Uit te voeren:
Bewerk alstublieft de vermeldingen hieronder door overal "scoring overlay" te vervangen door "grading overlay". Laat al het andere ongewijzigd.

Vermelde vermeldingen:

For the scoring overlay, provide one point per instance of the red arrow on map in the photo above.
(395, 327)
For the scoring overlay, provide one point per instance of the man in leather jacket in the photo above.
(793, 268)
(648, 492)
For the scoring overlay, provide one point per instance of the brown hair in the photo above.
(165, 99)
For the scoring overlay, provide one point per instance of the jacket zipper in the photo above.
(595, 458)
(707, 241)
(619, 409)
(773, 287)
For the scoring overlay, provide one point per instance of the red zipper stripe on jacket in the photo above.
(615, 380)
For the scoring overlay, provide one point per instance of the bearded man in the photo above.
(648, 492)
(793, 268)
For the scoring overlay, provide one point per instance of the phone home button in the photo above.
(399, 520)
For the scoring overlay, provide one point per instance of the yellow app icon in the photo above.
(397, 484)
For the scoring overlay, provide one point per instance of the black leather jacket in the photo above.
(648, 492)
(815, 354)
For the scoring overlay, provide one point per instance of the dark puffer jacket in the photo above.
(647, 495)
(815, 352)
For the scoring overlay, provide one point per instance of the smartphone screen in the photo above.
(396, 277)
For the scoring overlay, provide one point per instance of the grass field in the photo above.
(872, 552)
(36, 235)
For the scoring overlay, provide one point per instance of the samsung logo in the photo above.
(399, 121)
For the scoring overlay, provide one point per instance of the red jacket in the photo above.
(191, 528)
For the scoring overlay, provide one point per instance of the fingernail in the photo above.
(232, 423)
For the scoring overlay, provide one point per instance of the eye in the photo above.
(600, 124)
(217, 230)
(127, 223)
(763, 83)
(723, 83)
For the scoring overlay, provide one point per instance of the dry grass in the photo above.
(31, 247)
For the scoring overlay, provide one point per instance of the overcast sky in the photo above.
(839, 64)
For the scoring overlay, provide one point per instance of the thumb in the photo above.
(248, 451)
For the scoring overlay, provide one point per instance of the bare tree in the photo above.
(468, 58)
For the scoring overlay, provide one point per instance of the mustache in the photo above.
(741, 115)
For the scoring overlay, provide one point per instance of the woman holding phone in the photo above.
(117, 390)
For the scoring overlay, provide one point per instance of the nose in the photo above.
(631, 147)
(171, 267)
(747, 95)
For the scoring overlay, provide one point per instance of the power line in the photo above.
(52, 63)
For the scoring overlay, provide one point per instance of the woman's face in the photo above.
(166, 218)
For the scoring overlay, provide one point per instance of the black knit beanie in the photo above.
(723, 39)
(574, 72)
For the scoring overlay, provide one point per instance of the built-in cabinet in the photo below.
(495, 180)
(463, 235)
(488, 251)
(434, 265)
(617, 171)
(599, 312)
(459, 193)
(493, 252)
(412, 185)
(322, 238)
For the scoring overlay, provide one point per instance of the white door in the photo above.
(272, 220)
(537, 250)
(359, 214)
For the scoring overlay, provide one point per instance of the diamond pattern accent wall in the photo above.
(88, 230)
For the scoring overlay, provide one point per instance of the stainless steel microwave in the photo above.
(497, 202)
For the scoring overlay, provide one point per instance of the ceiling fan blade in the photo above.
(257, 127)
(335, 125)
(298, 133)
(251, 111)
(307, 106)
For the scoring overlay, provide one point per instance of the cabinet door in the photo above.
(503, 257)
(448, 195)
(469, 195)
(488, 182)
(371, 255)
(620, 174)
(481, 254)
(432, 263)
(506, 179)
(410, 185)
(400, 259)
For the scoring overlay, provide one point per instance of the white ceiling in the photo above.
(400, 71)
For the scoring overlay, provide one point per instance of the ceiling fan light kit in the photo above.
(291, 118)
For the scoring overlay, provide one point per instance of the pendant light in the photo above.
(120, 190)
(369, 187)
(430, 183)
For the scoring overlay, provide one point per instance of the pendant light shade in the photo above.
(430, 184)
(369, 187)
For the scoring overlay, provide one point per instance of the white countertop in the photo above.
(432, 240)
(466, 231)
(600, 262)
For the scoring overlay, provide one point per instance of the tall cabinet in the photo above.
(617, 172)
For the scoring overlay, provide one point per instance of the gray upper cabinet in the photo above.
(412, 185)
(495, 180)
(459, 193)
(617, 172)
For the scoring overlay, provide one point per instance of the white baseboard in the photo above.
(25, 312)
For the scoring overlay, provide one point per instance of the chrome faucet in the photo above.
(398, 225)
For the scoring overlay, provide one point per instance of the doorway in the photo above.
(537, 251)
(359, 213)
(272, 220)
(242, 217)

Definitief antwoord:
For the grading overlay, provide one point per instance of the red arrow on map in the photo above.
(395, 327)
For the grading overlay, provide one point per instance of the man in leather jacket in the photo above.
(793, 268)
(648, 492)
For the grading overlay, provide one point per instance of the brown hair in the photo above.
(165, 99)
For the grading overlay, provide one point per instance of the jacket zipper in the photo above.
(595, 458)
(707, 241)
(619, 409)
(773, 287)
For the grading overlay, provide one point per instance of the red zipper stripe on jacket in the photo above.
(615, 380)
For the grading overlay, provide one point per instance of the bearded man in the photo above.
(648, 492)
(793, 268)
For the grading overlay, provide one point per instance of the phone home button in the photo above.
(399, 520)
For the grading overlay, provide one point per instance of the yellow app icon in the photo above.
(397, 484)
For the grading overlay, provide one point per instance of the black leather jacket in the photo above.
(648, 492)
(815, 354)
For the grading overlay, provide one point per instance of the dark puffer jacket in the photo above.
(647, 495)
(815, 352)
For the grading overlay, provide one point per instance of the smartphone screen in the photo above.
(396, 277)
For the grading overlay, provide one point per instance of the grass field in the photo above.
(872, 552)
(36, 235)
For the grading overlay, provide one point per instance of the samsung logo in the photo above.
(399, 121)
For the grading overlay, provide one point per instance of the red jacket in the photo above.
(191, 528)
For the grading overlay, provide one point per instance of the fingernail in the photo above.
(232, 423)
For the grading overlay, provide one point per instance of the eye in the photo above.
(600, 124)
(217, 230)
(127, 223)
(763, 83)
(723, 83)
For the grading overlay, provide one point per instance of the dry grass in the photo above.
(31, 247)
For the grading overlay, provide one point per instance of the overcast sky in the photo above.
(839, 64)
For the grading overlay, provide one point per instance of the thumb in the photo above.
(248, 451)
For the grading overlay, provide one point per instance of the bare tree in the photo above.
(468, 58)
For the grading overlay, provide one point per instance of the mustache in the photo above.
(741, 115)
For the grading overlay, provide one point per instance of the woman holding phone in the photo above.
(117, 390)
For the grading overlay, provide one point per instance of the nose in the photo above.
(631, 147)
(171, 267)
(747, 95)
For the grading overlay, provide one point per instance of the power line in the photo above.
(52, 63)
For the grading overlay, provide one point per instance of the woman's face in the photo above.
(166, 218)
For the grading overlay, provide one point per instance of the black knit beanie in the photo above.
(723, 39)
(574, 72)
For the grading overlay, provide one point per instance of the built-in cabinet in the photo below.
(495, 180)
(463, 235)
(488, 251)
(434, 265)
(617, 171)
(599, 312)
(459, 193)
(493, 252)
(412, 185)
(322, 238)
For the grading overlay, provide one point per instance of the white door in the photo above.
(272, 220)
(537, 250)
(359, 214)
For the grading overlay, provide one point per instance of the diamond pattern accent wall in the photo above.
(88, 230)
For the grading overlay, provide one point per instance of the stainless steel microwave in the photo above.
(497, 202)
For the grading overlay, provide one point per instance of the ceiling fan blade in the photo above.
(257, 127)
(335, 125)
(298, 133)
(251, 111)
(307, 106)
For the grading overlay, provide one point per instance of the cabinet door in the photo above.
(503, 257)
(448, 195)
(469, 195)
(488, 182)
(371, 255)
(620, 174)
(481, 254)
(432, 263)
(506, 179)
(410, 185)
(400, 259)
For the grading overlay, provide one point per instance of the white ceiling in the photo above.
(400, 71)
For the grading overlay, provide one point per instance of the ceiling fan light kit in the photo above.
(291, 118)
For the grading overlay, provide one point per instance of the pendant light in the photo above.
(120, 190)
(369, 187)
(430, 183)
For the grading overlay, provide one point per instance of the pendant light shade in the photo above.
(430, 184)
(369, 187)
For the grading overlay, provide one point per instance of the white countertop in the photo above.
(432, 240)
(466, 231)
(600, 262)
For the grading overlay, provide one point per instance of the tall cabinet in the photo above.
(617, 172)
For the grading overlay, provide one point per instance of the gray upper cabinet in the photo above.
(412, 185)
(495, 180)
(459, 193)
(617, 172)
For the grading overlay, provide one point per instance of the white baseboard in the photo above.
(25, 312)
For the grading overlay, provide one point per instance of the chrome faucet in the photo above.
(398, 225)
For the grading overlay, provide one point per instance of the doorway in the photo above.
(537, 251)
(359, 213)
(272, 220)
(242, 217)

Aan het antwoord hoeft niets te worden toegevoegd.